### Stated task
Recast the part of the listing that opens with the line containing "Return one point per instance of the far" and closes with the line containing "<point>1024,192</point>" as a JSON list of strings, one string per line and no blank lines.

— BEGIN —

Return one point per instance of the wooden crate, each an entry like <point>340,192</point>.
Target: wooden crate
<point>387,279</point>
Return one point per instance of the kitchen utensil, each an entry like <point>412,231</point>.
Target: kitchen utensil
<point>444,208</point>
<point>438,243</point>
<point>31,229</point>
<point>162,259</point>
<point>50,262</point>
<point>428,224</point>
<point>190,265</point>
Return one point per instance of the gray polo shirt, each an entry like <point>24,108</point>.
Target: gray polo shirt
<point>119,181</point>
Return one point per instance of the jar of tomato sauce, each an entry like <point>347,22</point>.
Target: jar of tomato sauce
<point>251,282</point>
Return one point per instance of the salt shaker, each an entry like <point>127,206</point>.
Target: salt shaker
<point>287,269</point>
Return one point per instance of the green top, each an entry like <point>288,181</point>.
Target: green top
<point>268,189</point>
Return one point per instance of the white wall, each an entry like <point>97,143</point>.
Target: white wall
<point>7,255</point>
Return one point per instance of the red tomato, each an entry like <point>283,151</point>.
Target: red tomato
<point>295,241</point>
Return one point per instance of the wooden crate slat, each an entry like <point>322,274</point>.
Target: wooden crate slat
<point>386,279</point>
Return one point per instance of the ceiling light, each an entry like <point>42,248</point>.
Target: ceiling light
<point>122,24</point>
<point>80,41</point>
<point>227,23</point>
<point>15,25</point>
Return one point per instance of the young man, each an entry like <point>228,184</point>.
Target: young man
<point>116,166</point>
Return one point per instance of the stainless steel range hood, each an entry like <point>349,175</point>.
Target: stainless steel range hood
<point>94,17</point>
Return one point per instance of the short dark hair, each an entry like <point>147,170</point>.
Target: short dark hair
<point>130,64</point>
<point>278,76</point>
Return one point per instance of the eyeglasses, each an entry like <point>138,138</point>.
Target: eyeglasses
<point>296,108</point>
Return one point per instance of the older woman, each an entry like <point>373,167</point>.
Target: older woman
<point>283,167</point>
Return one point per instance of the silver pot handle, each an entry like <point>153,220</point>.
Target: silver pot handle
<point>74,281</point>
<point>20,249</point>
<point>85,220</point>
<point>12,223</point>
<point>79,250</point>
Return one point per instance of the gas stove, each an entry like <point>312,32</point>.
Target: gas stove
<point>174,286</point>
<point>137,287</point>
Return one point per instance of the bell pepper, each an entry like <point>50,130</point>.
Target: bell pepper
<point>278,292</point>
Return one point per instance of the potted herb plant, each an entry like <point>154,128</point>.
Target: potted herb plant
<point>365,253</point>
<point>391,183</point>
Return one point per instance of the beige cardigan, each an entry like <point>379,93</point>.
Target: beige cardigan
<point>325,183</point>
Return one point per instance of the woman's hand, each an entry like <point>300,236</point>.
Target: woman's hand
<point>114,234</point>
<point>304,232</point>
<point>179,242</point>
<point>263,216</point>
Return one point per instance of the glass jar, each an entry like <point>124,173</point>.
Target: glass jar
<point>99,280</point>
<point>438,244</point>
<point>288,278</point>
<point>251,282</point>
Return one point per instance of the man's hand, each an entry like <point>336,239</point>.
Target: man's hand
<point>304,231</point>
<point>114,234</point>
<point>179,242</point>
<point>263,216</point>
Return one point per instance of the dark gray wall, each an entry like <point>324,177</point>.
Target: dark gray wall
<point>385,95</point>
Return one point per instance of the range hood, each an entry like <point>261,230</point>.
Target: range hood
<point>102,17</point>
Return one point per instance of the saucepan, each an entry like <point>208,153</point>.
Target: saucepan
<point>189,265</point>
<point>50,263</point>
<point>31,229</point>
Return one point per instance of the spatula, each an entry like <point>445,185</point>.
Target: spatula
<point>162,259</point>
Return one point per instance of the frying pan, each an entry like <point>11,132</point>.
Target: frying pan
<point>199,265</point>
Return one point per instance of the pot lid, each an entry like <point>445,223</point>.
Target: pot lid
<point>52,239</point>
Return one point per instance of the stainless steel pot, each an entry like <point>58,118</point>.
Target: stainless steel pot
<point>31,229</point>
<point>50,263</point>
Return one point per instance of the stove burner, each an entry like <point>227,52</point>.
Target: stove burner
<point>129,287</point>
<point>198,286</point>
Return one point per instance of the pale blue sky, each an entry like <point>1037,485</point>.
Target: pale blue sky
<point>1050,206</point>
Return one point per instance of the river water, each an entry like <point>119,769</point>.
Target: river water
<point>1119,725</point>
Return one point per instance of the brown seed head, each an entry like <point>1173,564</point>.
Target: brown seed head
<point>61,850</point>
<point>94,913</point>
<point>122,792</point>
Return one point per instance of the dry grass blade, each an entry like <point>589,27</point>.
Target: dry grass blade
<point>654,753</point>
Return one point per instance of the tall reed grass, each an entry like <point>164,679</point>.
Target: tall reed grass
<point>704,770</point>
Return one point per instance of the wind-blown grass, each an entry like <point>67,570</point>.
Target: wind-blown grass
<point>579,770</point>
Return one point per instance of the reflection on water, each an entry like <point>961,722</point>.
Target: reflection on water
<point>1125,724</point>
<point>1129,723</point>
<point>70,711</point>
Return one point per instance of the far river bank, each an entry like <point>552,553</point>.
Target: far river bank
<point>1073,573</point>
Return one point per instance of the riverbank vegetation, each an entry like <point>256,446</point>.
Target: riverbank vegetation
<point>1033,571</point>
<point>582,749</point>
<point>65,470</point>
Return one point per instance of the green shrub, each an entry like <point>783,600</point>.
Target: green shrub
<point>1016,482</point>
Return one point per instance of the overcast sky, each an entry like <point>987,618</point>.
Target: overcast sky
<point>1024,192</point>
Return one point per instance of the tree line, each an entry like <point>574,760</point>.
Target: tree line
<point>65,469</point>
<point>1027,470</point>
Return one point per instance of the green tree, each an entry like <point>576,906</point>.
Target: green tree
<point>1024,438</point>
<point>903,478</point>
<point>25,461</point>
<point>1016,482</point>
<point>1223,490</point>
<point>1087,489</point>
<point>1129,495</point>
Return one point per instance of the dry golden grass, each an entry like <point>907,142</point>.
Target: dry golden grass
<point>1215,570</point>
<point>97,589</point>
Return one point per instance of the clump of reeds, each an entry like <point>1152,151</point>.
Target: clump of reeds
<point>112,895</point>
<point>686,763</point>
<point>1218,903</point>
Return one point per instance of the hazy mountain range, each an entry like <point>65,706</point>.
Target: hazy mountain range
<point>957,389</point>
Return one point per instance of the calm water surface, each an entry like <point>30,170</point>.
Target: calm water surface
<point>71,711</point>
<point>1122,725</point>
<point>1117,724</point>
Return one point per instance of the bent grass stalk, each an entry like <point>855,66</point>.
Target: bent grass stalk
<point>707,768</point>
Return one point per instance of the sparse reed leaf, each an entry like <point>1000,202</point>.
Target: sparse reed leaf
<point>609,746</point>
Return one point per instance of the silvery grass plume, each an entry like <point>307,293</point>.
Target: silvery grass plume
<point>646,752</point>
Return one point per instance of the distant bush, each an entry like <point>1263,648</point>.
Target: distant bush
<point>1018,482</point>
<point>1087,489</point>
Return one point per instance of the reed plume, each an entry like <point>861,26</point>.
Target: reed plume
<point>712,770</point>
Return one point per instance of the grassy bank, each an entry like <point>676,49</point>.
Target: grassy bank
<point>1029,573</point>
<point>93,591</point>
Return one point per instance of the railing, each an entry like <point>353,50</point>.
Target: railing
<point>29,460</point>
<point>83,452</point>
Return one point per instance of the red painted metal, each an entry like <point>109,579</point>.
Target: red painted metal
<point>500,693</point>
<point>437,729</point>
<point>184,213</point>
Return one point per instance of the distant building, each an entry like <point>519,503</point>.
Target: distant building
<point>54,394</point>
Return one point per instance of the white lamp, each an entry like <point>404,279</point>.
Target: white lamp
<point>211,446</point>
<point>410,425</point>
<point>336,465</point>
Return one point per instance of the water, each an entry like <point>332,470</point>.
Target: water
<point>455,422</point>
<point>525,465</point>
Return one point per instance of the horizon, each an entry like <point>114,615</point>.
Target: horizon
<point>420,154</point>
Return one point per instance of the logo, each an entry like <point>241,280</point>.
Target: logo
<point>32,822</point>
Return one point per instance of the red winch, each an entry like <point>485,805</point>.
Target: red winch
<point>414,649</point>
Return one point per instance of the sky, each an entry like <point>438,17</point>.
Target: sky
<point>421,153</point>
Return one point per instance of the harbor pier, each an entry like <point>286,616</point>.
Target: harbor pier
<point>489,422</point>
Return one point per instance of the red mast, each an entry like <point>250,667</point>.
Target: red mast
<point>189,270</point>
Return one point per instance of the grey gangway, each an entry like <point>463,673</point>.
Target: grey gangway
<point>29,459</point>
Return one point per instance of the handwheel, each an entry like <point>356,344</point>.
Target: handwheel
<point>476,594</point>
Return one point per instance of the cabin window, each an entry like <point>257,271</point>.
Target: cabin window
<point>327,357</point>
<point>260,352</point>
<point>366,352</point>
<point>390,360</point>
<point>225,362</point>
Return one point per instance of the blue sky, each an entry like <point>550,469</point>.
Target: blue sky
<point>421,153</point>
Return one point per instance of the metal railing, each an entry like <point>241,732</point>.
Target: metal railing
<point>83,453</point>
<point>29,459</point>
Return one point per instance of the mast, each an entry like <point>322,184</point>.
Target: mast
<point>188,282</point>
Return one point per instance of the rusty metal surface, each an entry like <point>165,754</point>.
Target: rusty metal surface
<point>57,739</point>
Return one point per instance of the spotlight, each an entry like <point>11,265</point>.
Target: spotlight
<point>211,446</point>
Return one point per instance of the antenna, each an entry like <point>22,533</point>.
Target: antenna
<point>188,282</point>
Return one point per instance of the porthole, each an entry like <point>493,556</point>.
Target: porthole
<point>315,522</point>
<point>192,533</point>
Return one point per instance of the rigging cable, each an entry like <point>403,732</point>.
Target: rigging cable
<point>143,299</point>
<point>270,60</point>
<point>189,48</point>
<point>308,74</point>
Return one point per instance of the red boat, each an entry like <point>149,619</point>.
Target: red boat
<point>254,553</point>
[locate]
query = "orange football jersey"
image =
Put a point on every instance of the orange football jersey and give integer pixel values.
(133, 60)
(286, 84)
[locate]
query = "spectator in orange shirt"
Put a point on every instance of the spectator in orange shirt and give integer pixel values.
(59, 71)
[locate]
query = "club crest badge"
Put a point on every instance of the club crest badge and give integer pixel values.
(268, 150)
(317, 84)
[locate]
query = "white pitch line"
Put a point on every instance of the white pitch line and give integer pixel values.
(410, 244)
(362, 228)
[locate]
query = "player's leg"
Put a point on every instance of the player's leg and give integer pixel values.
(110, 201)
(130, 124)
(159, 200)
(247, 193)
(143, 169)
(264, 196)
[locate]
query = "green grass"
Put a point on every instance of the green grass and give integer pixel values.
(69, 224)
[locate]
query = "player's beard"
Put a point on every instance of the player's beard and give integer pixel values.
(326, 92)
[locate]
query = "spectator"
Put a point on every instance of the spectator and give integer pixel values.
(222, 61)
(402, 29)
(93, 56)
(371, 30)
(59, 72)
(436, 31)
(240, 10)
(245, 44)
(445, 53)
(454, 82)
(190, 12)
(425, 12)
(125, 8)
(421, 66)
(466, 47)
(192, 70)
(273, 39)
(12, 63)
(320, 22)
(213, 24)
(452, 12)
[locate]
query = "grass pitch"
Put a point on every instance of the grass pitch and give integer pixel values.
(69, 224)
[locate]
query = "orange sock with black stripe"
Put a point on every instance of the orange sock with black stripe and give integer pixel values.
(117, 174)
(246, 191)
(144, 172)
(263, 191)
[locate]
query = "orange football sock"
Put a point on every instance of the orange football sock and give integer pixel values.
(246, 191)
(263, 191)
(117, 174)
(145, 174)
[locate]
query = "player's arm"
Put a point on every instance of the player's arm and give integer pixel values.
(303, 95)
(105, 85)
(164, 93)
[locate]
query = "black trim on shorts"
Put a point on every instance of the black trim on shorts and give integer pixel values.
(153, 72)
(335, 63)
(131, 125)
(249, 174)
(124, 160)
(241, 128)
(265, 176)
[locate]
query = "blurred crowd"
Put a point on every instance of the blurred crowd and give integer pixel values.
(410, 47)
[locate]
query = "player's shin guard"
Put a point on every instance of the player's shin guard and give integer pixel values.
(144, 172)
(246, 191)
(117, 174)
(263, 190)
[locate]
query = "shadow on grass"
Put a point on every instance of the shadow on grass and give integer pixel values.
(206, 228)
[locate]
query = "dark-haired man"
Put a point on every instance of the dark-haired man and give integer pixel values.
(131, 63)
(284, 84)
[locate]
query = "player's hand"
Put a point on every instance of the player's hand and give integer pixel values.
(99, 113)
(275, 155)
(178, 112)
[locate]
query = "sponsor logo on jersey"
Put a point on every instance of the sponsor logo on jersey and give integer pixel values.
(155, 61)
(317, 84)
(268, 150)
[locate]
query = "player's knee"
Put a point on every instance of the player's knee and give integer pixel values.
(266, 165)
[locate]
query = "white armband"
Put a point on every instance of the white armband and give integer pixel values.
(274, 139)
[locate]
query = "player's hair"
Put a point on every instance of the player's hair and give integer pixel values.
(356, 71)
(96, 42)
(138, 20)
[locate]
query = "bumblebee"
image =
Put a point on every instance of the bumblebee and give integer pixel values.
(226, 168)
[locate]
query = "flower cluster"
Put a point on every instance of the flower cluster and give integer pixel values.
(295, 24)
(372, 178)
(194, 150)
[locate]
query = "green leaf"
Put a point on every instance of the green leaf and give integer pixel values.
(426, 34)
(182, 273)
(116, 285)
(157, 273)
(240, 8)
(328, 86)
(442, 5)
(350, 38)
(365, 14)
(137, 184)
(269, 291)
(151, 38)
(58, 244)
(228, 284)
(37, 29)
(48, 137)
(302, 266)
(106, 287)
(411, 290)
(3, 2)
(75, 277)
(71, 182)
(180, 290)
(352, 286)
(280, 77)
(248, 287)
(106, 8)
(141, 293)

— END —

### Expected output
[
  "Return one point per instance of the far river bank, each an entry like <point>552,553</point>.",
  "Target: far river bank",
  "<point>1073,573</point>",
  "Return one point per instance of the riverbank vegetation, each an entry like <point>256,446</point>.",
  "Target: riverbank vegetation",
  "<point>1033,571</point>",
  "<point>582,749</point>",
  "<point>65,470</point>",
  "Return one point per instance of the green shrub, each an entry like <point>783,600</point>.",
  "Target: green shrub",
  "<point>1016,482</point>",
  "Return one point per instance of the overcast sky, each an entry like <point>987,618</point>.",
  "Target: overcast sky",
  "<point>1024,192</point>"
]